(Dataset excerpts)
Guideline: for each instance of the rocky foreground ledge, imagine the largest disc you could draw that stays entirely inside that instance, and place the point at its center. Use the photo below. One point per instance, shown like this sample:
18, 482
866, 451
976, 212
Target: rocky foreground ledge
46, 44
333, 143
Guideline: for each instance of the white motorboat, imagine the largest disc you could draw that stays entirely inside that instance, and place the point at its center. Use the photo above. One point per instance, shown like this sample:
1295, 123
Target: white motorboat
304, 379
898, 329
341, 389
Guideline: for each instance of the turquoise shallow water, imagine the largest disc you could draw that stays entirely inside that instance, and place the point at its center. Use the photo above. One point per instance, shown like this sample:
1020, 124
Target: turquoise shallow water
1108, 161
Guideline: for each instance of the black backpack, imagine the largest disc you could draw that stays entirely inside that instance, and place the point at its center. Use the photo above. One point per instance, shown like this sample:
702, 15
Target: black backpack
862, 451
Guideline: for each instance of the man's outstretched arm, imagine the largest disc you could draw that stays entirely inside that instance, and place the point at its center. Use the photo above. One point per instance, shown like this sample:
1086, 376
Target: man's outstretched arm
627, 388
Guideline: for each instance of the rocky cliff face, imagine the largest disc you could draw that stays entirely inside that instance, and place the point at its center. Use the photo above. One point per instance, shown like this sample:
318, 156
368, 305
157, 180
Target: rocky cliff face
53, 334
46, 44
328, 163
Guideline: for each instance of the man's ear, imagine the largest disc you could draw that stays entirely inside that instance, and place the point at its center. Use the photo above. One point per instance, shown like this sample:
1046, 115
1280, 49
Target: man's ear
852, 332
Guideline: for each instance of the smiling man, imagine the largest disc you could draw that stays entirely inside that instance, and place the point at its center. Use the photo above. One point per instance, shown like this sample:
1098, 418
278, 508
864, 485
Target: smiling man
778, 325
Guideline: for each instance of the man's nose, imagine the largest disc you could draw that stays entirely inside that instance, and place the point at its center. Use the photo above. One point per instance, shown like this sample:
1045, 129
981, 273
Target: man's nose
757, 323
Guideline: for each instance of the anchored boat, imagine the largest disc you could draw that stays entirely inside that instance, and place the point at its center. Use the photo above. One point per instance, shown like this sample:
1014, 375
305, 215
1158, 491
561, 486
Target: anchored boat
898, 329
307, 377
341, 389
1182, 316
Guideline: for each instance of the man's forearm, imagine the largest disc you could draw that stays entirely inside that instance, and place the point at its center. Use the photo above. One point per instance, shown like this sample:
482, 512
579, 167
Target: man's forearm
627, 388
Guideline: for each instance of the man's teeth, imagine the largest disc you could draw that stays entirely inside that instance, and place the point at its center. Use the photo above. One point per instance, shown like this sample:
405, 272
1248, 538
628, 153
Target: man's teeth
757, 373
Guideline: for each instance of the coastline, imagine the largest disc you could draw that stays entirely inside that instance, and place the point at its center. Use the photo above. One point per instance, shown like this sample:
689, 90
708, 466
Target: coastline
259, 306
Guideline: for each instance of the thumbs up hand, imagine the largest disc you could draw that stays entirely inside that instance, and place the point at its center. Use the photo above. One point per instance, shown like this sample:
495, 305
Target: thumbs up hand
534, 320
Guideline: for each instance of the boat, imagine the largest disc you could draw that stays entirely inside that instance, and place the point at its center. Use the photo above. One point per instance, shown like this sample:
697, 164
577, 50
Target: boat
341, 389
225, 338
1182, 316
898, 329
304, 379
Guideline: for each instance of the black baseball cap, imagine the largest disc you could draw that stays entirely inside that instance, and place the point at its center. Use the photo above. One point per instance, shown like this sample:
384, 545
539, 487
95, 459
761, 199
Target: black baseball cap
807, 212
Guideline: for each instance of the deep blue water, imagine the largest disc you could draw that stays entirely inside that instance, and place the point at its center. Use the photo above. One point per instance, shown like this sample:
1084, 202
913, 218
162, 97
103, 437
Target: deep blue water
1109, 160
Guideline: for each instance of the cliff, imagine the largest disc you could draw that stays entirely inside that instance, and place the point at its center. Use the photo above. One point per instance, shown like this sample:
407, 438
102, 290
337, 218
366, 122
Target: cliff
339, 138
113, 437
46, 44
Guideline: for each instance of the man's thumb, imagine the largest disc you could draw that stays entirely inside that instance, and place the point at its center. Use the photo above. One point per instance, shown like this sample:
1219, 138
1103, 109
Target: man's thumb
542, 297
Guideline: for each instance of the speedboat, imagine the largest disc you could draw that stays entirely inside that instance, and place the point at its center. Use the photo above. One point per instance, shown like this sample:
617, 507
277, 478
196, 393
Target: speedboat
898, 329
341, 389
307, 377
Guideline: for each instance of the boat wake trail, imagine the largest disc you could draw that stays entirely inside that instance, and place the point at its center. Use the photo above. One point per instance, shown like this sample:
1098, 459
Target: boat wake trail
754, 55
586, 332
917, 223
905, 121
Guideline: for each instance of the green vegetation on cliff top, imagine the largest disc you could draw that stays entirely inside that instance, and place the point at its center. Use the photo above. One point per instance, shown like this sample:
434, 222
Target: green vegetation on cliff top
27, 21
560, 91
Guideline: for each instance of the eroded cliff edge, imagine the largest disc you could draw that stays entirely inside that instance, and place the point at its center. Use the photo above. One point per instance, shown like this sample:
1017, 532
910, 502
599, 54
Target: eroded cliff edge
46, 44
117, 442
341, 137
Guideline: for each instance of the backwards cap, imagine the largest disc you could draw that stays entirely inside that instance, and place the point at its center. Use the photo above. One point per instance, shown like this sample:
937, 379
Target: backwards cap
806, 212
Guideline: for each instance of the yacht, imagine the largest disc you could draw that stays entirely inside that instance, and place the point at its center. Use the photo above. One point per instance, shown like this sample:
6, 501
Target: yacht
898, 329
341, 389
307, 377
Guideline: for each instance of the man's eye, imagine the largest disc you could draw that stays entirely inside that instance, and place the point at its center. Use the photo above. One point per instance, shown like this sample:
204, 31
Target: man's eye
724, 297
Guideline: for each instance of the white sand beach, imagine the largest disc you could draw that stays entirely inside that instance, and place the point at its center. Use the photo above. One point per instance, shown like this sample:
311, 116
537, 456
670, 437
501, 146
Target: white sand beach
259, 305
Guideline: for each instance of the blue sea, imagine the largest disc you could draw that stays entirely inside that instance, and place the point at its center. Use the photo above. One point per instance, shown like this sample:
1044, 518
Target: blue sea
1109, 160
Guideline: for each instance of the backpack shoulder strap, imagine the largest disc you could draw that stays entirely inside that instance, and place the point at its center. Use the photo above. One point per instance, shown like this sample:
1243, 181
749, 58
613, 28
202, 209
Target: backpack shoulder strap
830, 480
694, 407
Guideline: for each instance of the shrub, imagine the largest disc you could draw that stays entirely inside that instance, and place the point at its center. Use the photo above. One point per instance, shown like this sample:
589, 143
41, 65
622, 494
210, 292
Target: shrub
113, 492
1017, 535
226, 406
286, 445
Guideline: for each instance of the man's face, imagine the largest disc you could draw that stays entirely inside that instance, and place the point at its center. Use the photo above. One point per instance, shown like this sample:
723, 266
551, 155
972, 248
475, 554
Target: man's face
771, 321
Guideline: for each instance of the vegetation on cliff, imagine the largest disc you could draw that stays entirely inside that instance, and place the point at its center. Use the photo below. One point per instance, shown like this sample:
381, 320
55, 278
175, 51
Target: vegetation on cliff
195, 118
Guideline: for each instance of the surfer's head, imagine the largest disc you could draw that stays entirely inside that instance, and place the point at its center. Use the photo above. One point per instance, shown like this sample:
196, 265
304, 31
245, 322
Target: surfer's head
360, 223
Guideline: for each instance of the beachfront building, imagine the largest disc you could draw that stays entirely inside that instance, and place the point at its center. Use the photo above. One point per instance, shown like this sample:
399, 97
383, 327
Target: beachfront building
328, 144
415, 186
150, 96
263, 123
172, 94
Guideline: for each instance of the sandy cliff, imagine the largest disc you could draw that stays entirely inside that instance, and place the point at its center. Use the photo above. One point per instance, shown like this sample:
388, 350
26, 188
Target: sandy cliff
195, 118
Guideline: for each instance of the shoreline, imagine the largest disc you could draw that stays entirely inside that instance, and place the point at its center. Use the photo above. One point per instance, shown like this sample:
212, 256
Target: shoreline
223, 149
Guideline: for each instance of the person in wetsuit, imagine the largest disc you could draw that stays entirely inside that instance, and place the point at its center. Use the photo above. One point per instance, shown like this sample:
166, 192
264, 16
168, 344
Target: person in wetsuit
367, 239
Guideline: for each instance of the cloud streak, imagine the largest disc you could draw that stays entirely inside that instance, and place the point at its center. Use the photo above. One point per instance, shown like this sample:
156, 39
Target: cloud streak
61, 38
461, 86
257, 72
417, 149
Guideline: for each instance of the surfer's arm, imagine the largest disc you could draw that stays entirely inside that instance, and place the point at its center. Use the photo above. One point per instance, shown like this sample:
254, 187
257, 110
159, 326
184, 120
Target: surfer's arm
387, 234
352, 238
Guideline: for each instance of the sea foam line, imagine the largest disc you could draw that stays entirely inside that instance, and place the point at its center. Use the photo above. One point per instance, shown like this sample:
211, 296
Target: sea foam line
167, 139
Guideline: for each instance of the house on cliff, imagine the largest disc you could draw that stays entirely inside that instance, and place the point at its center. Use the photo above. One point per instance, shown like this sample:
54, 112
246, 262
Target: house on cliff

- Aim of the exercise: Return the lines of the records that include the string "below".

- Answer:
Guideline: for each instance of the rocky foreground ledge, imagine the largest disc you could draw that stays entirely inside that instance, and place the point at its center. Use the photo below. One point per instance, shown like this sample:
Guideline: for each instance of the vegetation on cliff, imagine the largest disc you could draw that stays entirely inside that instance, and place the point at its center. Use the photo below. One point per instance, shown like this sample:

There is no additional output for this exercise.